* DOCUMENT EXCERPT
▬▬▬
Difficulty: Advanced

Module 8: Detection, Limitations & Countermeasures

No technique is invincible. Understanding the defenses shapes the next generation of offense.

The Arms Race

SilentMoonwalk represented a major leap in call stack spoofing, but defenders have not stood still. This module examines the hardware and software mechanisms that can detect or prevent stack spoofing, the inherent limitations of SilentMoonwalk's approach, and how successor tools like Draugr and Unwinder evolved the technique further.

Hardware Countermeasures

Intel CET: Control-Flow Enforcement Technology

Intel CET introduces a shadow stack — a second, hardware-protected stack that stores only return addresses. The CPU automatically pushes the return address to both the regular stack and the shadow stack on every CALL, and validates that both match on every RET:

TextNormal execution with CET enabled:
  CALL target_function:
    1. Push return address to regular stack (RSP)
    2. Push return address to shadow stack (SSP)  <-- hardware-managed
    3. Jump to target_function

  RET:
    1. Pop return address from regular stack
    2. Pop return address from shadow stack
    3. Compare both addresses
    4. If they MATCH: continue normally
    5. If they DIFFER: #CP exception (Control Protection fault)

Impact on SilentMoonwalk:
  - JMP [RBX] doesn't push to either stack --> no shadow stack entry
  - When the target API executes RET, the shadow stack has the REAL
    return address, but the regular stack has the SPOOFED address
  - MISMATCH --> #CP fault --> process crashes or is flagged

CET Adoption Status

Intel CET (specifically the shadow stack component) is supported in hardware starting from Intel 11th gen (Tiger Lake) and AMD Zen 3 processors. Windows 10 20H1+ and Windows 11 support it as Hardware-enforced Stack Protection (also known as CET Shadow Stacks). However, adoption is gradual: it must be enabled per-process via the /CETCOMPAT linker flag, and many applications and DLLs are not yet CET-compatible. As of late 2024, most enterprise software still runs without CET enforcement, but the trend is toward broader adoption.

ARM Pointer Authentication (PAC)
▬▬▬
* WORK INSTRUCTIONS
- A) Summarize the module on stack spoofing countermeasures in three sentences.
- B) Retype the stretch of the module on stack spoofing countermeasures from "SilentMoonwalk represented a" through "the technique further.".

[Records from a dataset]
▬▬▬
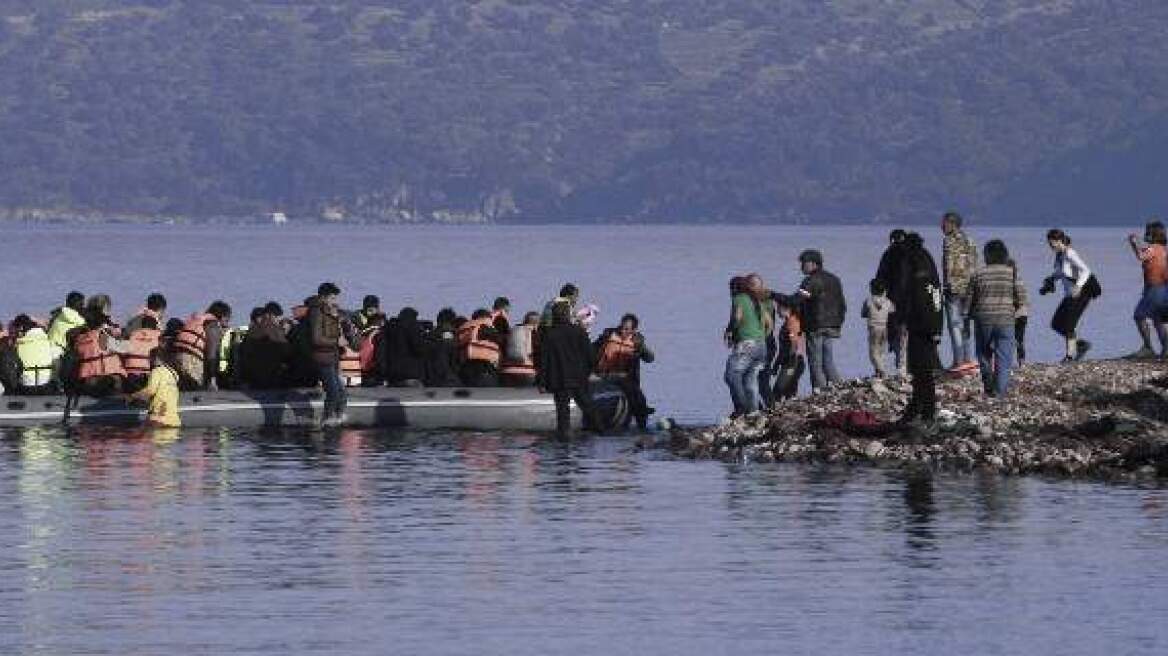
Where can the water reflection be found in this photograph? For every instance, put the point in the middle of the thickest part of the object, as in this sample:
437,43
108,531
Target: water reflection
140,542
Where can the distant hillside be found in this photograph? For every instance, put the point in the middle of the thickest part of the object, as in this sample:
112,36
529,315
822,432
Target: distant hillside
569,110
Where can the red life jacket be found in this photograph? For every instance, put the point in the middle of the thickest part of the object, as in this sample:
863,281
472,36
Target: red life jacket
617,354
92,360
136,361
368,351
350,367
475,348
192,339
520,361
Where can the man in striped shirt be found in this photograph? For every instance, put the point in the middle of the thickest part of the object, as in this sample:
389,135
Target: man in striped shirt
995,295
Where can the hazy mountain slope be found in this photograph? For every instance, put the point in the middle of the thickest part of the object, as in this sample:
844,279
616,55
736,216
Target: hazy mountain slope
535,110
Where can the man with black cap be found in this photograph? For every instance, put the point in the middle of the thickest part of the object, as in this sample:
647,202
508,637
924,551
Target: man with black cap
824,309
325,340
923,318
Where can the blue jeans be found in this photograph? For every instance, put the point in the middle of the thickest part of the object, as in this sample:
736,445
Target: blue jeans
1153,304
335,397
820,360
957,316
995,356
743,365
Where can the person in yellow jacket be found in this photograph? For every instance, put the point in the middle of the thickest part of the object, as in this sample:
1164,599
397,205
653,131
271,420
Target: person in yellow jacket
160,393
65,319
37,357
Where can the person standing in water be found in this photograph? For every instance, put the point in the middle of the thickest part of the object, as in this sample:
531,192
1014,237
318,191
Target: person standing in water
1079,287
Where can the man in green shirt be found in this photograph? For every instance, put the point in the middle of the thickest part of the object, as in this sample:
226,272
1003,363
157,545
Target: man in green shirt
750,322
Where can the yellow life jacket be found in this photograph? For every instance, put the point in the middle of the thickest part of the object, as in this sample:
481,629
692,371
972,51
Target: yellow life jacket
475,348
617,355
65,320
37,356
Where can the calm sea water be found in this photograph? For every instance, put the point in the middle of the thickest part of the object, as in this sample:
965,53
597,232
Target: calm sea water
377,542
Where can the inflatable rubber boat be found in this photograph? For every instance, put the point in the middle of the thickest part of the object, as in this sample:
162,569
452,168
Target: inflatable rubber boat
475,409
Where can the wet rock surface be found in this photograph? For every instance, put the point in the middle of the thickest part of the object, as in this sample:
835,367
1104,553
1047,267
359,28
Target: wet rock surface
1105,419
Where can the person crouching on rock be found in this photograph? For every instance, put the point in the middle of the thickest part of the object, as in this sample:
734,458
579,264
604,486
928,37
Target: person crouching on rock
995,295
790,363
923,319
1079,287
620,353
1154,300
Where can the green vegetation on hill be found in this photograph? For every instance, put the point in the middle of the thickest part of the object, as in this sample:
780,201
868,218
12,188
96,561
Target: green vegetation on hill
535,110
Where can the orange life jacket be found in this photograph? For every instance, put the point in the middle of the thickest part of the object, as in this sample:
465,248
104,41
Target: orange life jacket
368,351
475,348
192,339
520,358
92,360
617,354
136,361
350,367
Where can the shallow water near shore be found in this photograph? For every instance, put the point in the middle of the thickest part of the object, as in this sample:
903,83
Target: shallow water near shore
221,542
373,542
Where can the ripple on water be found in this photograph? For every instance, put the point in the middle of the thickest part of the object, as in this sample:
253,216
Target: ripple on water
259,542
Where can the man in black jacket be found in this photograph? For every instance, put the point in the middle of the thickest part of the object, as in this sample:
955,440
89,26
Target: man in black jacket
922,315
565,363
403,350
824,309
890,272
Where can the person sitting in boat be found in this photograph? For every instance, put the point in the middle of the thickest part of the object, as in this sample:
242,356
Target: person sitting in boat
▬▬▬
* SOLUTIONS TO THE TASKS
- A) The module looks at hardware and software mechanisms that can detect or prevent call stack spoofing, the inherent limitations of SilentMoonwalk's approach, and how Draugr and Unwinder evolved the technique further. Intel CET adds a hardware-protected shadow stack that stores return addresses and checks them against the regular stack on every RET, so SilentMoonwalk's spoofed return address causes a mismatch and a #CP fault. CET shadow stacks are supported on recent Intel and AMD processors and in Windows 10 20H1+ and Windows 11, but adoption is gradual because each process must opt in through the /CETCOMPAT linker flag and many applications and DLLs are not yet compatible.

- B)
SilentMoonwalk represented a major leap in call stack spoofing, but defenders have not stood still. This module examines the hardware and software mechanisms that can detect or prevent stack spoofing, the inherent limitations of SilentMoonwalk's approach, and how successor tools like Draugr and Unwinder evolved the technique further.